(Your goal)
Reproduce the records below with every occurrence of "segmentation" changed to "outline", leaving everything else as it is.

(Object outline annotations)
※

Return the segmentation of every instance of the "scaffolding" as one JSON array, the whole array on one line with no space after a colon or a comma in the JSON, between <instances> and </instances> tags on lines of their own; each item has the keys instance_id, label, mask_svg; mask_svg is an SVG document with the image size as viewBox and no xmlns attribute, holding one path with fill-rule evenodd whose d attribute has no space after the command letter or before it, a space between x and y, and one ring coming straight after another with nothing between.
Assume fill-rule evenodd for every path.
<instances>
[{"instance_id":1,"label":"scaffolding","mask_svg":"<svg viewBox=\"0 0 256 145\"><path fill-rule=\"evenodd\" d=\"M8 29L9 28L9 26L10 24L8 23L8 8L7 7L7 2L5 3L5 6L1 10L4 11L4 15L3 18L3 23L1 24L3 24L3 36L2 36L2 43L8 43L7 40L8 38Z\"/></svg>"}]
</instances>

※

(Solved problem)
Return the outline of every instance of the "scaffolding" as one JSON array, the whole array on one line with no space after a colon or a comma in the JSON, between <instances> and </instances> tags on lines of their own; each item has the keys instance_id, label, mask_svg; mask_svg is an SVG document with the image size as viewBox and no xmlns attribute, holding one path with fill-rule evenodd whose d attribute has no space after the command letter or before it, a space between x and y, and one ring coming straight after another with nothing between.
Assume fill-rule evenodd for every path.
<instances>
[{"instance_id":1,"label":"scaffolding","mask_svg":"<svg viewBox=\"0 0 256 145\"><path fill-rule=\"evenodd\" d=\"M8 29L9 28L9 26L10 24L8 23L8 8L7 7L7 2L5 3L5 6L1 10L4 11L4 15L3 18L3 23L1 24L3 24L3 36L2 36L2 43L8 43L7 40L8 38Z\"/></svg>"}]
</instances>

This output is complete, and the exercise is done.